## Required task A:
Transcribe the records below word for word, reproducing every line as it appears.

:: Excerpted text ::

This is a theme in what I think, and I will return to it. Now I want to think about my recent trip.

....

Random episodes:

As I was leave the Termini train station in Rome on my birthday, an orchestra apparently celebrating the second anniversary of something was giving a free concert in the entryway. I stayed for their Bolero which, in my inexpert opinion, seemed competent and moving if not sublime. It appeared to be mostly a youth orchestra with a few gray beards sprinkled in for what I imagine was mentoring. I listened to several speeches because I love the sound of Italian. It seems like a language that would not take me a lot of trouble to achieve some semblance of competence. I've always said that if I had a second lifetime, I would include Italian in it. Perhaps I should move that project one lifetime forward.

After the free concert, I wandered to the Via Gaeta to have dinner at the Ristorante La Famiglia per my twitter friend @jonvox's suggestion. I sat on the sidewalk and had an excellent vegetable soup and a risotto pescatora that featured two complete unshelled shrimp, heads and all, that I was not white sure how to handle. I squeezed and chewed on them as best I could and got some meat and flavor. I didn't want the staff to see my struggles. Why should I care; they see tourists once and then never again, and they will hardly remember a fortnight hence. But we all have a certain pride in the moment that others will respect us, think that we are something more than the run of the mill.

It's a vain conceit, unsupported by any evidence in life. When I look at tourists in San Francisco, I am not judging their authenticity in any sense. I admit I am looking for the good-looking ones, just because it's nice to look at nice things. And there it is, as a tourist, you let yourself become a thing for a while, a pampered thing, but a forgettable, disposable thing. Travel for me is this see saw between admitting that and hating it. Regardless, I find it hard to embrace my touristy thingness, and so I stumble from confidence to ineptitude by turns.

Traveling alone also mean that there is a lot of silence. Something I seek, again for the reflective character in it. But that too is maddening, and further underwrites this stumbling from ineptitude to confidence. I had hoped on this trip that I would turn that tension into writing, but I was not aggressive enough with myself until the end. That wil be first on my list of pointers I make for further reference. Just slap down the iPad in some cafe and write hello 15 minutes after you hit the ground running.

....

This plane flight itself changes a few patterns. I ended up with an aisle seat, and I admit that it is a real pleasure. I normally conspire to sit by the window so I can gaze out, but the downside, as one well knows, is that getting up involves moving inert humanity.

:::
:: Given information ::

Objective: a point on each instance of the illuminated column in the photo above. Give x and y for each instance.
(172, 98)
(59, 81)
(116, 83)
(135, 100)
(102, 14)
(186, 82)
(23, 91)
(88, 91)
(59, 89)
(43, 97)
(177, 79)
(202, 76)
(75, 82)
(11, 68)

:::

## Required task B:
In the travel notes above, rewrite the passage between "After the free" and "of the mill.", inclusive, substituting "minestrone" for "vegetable soup".

## Exercise output A:
Objective: a point on each instance of the illuminated column in the photo above. Give x and y for each instance.
(172, 98)
(59, 81)
(116, 83)
(135, 100)
(102, 14)
(186, 82)
(23, 91)
(88, 91)
(59, 89)
(43, 97)
(177, 79)
(202, 76)
(75, 82)
(11, 68)

## Exercise output B:
After the free concert, I wandered to the Via Gaeta to have dinner at the Ristorante La Famiglia per my twitter friend @jonvox's suggestion. I sat on the sidewalk and had an excellent minestrone and a risotto pescatora that featured two complete unshelled shrimp, heads and all, that I was not white sure how to handle. I squeezed and chewed on them as best I could and got some meat and flavor. I didn't want the staff to see my struggles. Why should I care; they see tourists once and then never again, and they will hardly remember a fortnight hence. But we all have a certain pride in the moment that others will respect us, think that we are something more than the run of the mill.